* _DATA TO USE_
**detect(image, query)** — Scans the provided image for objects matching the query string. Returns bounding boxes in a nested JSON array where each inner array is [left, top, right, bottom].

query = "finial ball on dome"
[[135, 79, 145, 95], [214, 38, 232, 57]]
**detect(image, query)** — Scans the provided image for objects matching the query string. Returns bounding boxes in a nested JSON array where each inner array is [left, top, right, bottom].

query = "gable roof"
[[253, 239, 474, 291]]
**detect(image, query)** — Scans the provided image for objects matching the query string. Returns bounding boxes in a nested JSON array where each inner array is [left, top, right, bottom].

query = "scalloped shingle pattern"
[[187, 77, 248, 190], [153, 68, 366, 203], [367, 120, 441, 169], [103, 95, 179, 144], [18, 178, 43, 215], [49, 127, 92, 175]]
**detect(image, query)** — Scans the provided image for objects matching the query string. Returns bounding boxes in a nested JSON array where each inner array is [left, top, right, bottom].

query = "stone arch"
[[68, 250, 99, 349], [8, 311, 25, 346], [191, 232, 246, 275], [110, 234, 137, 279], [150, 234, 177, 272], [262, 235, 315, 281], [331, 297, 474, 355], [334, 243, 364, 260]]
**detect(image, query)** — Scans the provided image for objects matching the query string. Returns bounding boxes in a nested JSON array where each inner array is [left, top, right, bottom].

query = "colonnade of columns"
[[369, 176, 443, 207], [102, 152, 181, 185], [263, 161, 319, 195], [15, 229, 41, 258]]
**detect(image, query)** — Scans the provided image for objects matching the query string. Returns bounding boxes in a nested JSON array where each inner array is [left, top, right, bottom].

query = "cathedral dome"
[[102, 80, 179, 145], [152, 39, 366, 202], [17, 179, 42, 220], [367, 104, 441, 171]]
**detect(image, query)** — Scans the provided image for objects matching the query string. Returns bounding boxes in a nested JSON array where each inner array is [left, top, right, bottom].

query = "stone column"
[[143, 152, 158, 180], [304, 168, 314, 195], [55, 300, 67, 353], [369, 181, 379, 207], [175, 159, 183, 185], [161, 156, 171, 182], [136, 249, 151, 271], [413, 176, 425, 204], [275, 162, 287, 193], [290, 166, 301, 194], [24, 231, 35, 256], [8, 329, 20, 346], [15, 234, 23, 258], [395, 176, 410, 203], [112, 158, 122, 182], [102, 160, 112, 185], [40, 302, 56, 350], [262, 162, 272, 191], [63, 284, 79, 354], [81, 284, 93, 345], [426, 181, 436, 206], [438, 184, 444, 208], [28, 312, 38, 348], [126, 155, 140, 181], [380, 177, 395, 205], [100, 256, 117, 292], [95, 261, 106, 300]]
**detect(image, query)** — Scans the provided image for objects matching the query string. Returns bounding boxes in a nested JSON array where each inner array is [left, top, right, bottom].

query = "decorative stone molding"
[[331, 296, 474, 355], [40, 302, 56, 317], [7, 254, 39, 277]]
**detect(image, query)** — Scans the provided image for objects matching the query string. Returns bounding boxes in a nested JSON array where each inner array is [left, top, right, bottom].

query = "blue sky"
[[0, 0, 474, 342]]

* _WRITTEN TASK_
Copy out all of the material above again, with every "Scans" changed to "Searches" and nothing else altered.

* _RESULT_
**detect(image, query)** — Searches the provided image for objects matching the query string. Returns bounding boxes in a nested JSON array where each inner array is [left, top, right, bottom].

query = "finial ball on dome"
[[135, 79, 145, 95], [214, 38, 232, 57]]
**detect(image, query)** — Searches the provided image for objects matching the query string. Returns bounding boxes in a nested JSON array where each inner array is [left, top, right, bottom].

query = "gable roof"
[[253, 239, 474, 291]]
**detect(image, query)** — Searches the provided image for objects matching the query string. Returns bounding boxes in a nested JSON array where each inner array is [left, top, right, bottom].

query = "scalloped shingle pattern"
[[187, 77, 248, 190], [153, 68, 366, 203], [367, 120, 441, 169], [103, 95, 179, 144], [18, 178, 43, 215], [49, 127, 92, 175]]
**detect(image, query)** — Searches the provided image for objects matching the query string. Returns bounding boxes in a nested JSON array where each inner array is [left, top, right, bottom].

query = "stone arch"
[[68, 250, 99, 349], [8, 311, 25, 346], [191, 232, 246, 275], [110, 234, 137, 279], [150, 234, 177, 272], [262, 235, 315, 281], [331, 297, 474, 355], [334, 243, 364, 260]]
**detect(image, query)** — Searches the provided image for objects matching the query string. Returns bounding boxes in a nested JSON array where each inner array is [left, top, right, bottom].

query = "colonnade of columns"
[[369, 176, 443, 207], [102, 152, 181, 185], [263, 161, 319, 195], [15, 229, 41, 258]]
**detect(image, query)** — Searches the provided image for objects matching the query string. Returns bounding boxes in a nested JSON array where each inner array is [left, top, right, bottom].

query = "cathedral dome"
[[102, 80, 179, 145], [152, 39, 366, 202], [17, 179, 42, 220], [367, 104, 441, 171]]
**detect(image, query)** — Searches the provided image for objects matching the query string. Returns bounding boxes in a nested JSON array where each inner array is [left, top, right, bottom].

query = "stone column"
[[143, 152, 158, 180], [304, 168, 314, 195], [55, 300, 67, 353], [369, 181, 379, 207], [175, 159, 183, 185], [161, 156, 171, 182], [136, 249, 151, 271], [413, 176, 425, 204], [275, 162, 287, 193], [290, 166, 301, 194], [24, 231, 35, 256], [8, 329, 20, 346], [15, 234, 23, 258], [395, 176, 410, 203], [112, 158, 122, 182], [102, 160, 112, 185], [40, 302, 56, 350], [262, 162, 272, 191], [63, 284, 79, 354], [81, 284, 93, 345], [426, 181, 436, 206], [438, 184, 444, 208], [28, 312, 38, 348], [126, 155, 140, 181], [380, 177, 395, 205], [100, 256, 117, 292], [95, 261, 106, 300]]
**detect(image, query)** — Searches the provided image for objects matching the query string. Returns bounding boxes in a nested JSON array where each inner array is [left, top, right, bottom].

query = "decorative stone molding"
[[331, 296, 474, 355], [40, 302, 56, 317], [7, 254, 39, 277]]
**detect(image, query)** — Searches the provided image for objects matching the query string. Returns bounding boxes in a nested JSON array where each inner array is [left, top, right, bottom].

query = "blue sky"
[[0, 0, 474, 342]]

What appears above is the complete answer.